++++ Supplied text ++++

DHS officials pulled Faizal Shahzad off a NY to Dubai flight late last night and arrested him in connection with the Times Square bombing. Two sidelights on the arrest drawn from my forthcoming book, Skating on Stilts:
- First, while DHS continues to be described as a sprawling unmanageable department, its creation has unified US border agencies for the first time. That has been a major success, allowing DHS to use both customs and immigration record systems to quickly identify risky travelers crossing our borders — in both directions.
- Second, it appears that DHS pulled Shahzad off the plane after the jetway had been withdrawn. The police weren’t waiting for him at the airport. Instead, it seems likely that, during the day, his name was entered in a terror watchlist and then spotted on travel data (the passenger manifest or the airline reservation system) for the Dubai flight; DHS caught the entry just in time to recall the flight and arrest Shahzad. This, of course, is the same data system that the European Parliament wants to cripple in the name of privacy.
Assistant Village Idiot says:
Yeah, it’s a good thing we caught that health-care opponent before he got out and gave his secret Tea Party information to our enemies overseas.
May 4, 2010, 9:15 amMark says:
So where are all the “Reichstag fire!” posters now–moving on to their next idiocy, I suppose.
Good job, Feds.
May 4, 2010, 9:34 amSteve says:
If we’re not going to torture them, is it even worth the effort to catch them?
May 4, 2010, 9:44 amFederal Farmer says:
He’s a criminal. We catch, try, and if appropriate, punish according to the law.
May 4, 2010, 9:54 amPhatty says:
Bloomberg was right after all. Shahzad was a home-grown, Teabagger that was upset with the government over the health care bill.
May 4, 2010, 10:16 amDG says:
I’m shocked DHS got one right.
May 4, 2010, 10:22 amRicardo says:
I genuinely wonder why the U.S. does not adopt the same system that most other countries have in requiring people to pass through an immigration checkpoint as they leave the country. Is there an ideological reason why we don’t do this (e.g. one shouldn’t need government “permission” to leave the country)? I can’t see any serious logistical problem — major hub airports like Bangkok and Singapore have no problem channeling all departing international passengers through immigration and it seems like Heathrow may be considering doing this as well. I realize foreigners have to submit a form to their airline when they leave but doesn’t seem to be the same level of security as having your passport scanned and cross-checked.
With this system, this guy never would have made it to the boarding gate and the privacy considerations the EU is raising wouldn’t come into play since immigration would be doing real-time checking instead of accessing the airline’s passenger manifest.

++++ Given entries ++++

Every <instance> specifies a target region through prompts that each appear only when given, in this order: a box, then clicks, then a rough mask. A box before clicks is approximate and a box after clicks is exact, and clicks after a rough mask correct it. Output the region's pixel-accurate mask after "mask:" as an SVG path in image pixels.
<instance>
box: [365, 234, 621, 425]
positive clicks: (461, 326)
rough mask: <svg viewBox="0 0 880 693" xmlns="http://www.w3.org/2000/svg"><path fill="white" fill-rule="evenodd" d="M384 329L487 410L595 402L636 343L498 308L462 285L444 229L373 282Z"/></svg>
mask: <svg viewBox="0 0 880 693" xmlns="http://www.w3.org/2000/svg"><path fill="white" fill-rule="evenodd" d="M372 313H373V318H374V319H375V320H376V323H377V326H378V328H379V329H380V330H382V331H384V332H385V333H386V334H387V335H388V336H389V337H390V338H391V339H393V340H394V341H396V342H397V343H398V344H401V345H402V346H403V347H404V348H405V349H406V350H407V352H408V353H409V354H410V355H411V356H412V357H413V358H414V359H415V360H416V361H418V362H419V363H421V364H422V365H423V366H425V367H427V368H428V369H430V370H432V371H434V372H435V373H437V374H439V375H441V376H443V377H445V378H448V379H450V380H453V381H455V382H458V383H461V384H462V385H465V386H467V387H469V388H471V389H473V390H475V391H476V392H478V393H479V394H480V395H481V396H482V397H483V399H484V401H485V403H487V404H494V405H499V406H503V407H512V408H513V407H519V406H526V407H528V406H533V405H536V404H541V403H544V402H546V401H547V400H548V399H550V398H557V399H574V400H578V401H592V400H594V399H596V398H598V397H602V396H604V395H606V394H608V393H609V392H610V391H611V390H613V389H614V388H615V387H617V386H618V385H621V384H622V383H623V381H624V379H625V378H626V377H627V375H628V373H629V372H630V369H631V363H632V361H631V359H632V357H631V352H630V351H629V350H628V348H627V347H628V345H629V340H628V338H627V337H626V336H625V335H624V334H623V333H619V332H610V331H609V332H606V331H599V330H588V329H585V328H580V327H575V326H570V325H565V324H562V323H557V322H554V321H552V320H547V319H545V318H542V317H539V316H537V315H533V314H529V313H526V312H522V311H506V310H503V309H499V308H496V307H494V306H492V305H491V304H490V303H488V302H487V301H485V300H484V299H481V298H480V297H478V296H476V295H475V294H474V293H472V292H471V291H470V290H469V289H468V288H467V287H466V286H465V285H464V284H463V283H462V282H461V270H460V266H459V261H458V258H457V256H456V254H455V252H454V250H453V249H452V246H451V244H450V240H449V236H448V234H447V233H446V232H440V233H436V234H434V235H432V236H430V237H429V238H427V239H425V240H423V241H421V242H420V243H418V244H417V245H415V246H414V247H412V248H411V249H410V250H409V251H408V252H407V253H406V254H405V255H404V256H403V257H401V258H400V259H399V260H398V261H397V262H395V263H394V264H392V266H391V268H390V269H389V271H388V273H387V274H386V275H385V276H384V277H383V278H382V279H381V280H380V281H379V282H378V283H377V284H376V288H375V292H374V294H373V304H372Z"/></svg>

++++

● Exercise requirements:
1. What is the title of the forthcoming book mentioned in the Shahzad arrest post?
2. Name every commenter who posted under the Shahzad arrest post.
3. Please retype the portion of the Shahzad arrest post that opens with the words containing "Good job, Feds." and closes with "health care bill.".
The data comes from a source unrelated to the Shahzad arrest post.

● Per-task answers:
1. Skating on Stilts

2. Assistant Village Idiot, Mark, Steve, Federal Farmer, Phatty, DG, Ricardo

3.
Good job, Feds.
May 4, 2010, 9:34 amSteve says:
If we’re not going to torture them, is it even worth the effort to catch them?
May 4, 2010, 9:44 amFederal Farmer says:
He’s a criminal. We catch, try, and if appropriate, punish according to the law.
May 4, 2010, 9:54 amPhatty says:
Bloomberg was right after all. Shahzad was a home-grown, Teabagger that was upset with the government over the health care bill.